### The exercise
Return every line of the data below verbatim, keeping its wording, punctuation, and order unchanged.
—————
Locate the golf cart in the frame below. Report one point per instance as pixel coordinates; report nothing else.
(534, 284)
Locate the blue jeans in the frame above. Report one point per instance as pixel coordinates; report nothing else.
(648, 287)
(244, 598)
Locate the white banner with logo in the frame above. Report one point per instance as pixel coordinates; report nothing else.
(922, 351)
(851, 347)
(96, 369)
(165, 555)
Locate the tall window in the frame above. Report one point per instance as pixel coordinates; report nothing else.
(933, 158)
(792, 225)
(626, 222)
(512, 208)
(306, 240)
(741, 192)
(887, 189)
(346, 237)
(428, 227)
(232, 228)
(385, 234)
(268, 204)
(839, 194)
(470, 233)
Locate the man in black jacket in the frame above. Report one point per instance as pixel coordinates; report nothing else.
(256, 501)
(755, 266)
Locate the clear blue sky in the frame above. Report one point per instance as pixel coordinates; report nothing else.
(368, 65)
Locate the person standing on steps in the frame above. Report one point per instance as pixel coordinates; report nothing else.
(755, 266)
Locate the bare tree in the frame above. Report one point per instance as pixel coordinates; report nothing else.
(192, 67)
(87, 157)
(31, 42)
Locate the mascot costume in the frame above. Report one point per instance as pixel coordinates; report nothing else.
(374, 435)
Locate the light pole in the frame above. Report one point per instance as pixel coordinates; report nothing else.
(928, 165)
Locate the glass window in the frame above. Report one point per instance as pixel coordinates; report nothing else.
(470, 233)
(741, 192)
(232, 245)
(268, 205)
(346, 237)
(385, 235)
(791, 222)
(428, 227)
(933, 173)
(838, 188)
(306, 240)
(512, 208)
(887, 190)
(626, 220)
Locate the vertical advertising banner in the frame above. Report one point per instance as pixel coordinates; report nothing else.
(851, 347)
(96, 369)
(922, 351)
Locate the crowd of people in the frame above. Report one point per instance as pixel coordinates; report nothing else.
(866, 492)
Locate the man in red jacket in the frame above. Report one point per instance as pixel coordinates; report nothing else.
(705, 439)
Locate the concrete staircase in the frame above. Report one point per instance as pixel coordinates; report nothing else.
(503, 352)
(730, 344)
—————
### Exercise result
Locate the golf cart in the frame below. Report one point per instance as pixel coordinates; report nothing else.
(534, 284)
Locate the blue jeans in the frame above. Report one point per instance as pixel coordinates; report nothing else.
(648, 287)
(244, 598)
Locate the white banner with logo in the frame above. Report one point per instance as pixel coordinates; report nothing else.
(922, 351)
(851, 347)
(96, 369)
(165, 555)
Locate the tall window in the frame above. Report one point per instance as pixel coordinates; report nothing else.
(933, 158)
(792, 225)
(626, 222)
(512, 208)
(306, 240)
(741, 192)
(887, 189)
(346, 237)
(428, 227)
(232, 228)
(385, 234)
(268, 204)
(839, 194)
(470, 233)
Locate the man in black jacket in the frame above. Report one point per instance as pixel coordinates; report nothing else.
(256, 501)
(755, 266)
Locate the clear blue sky in the frame above. Report one point per instance as pixel coordinates; report nothing else.
(368, 65)
Locate the person standing on steps in the frame above. Report one point per instance as pixel coordinates; report nothing else.
(755, 266)
Locate the bare tree in the frame above. Report one point per instance as pixel coordinates; report nothing else.
(192, 67)
(87, 157)
(31, 42)
Locate the mascot costume in the frame above. Report one point per instance as pixel coordinates; report nothing else.
(374, 435)
Locate the light pole in the frame above. Report one point per instance as pixel coordinates; report nothing else.
(928, 165)
Locate the glass window in the frame above. Report one point per instance as pixel coordinates; report nothing else.
(470, 233)
(741, 192)
(232, 245)
(268, 205)
(346, 237)
(385, 235)
(791, 222)
(428, 227)
(933, 173)
(838, 188)
(306, 240)
(512, 208)
(887, 190)
(626, 220)
Locate the vertical advertising banner in the frame above. Report one point per instance as pixel coordinates; report nothing else.
(851, 347)
(96, 369)
(922, 351)
Locate the crowd of people in the frame above. Report one point per instance as pixel coordinates; report nothing else.
(866, 492)
Locate the man in red jacket in the frame above. Report one point per instance as pixel coordinates; report nothing else.
(705, 439)
Locate the concrete staircase in the frame above. Report one point per instance as pixel coordinates; report nothing else.
(503, 352)
(730, 344)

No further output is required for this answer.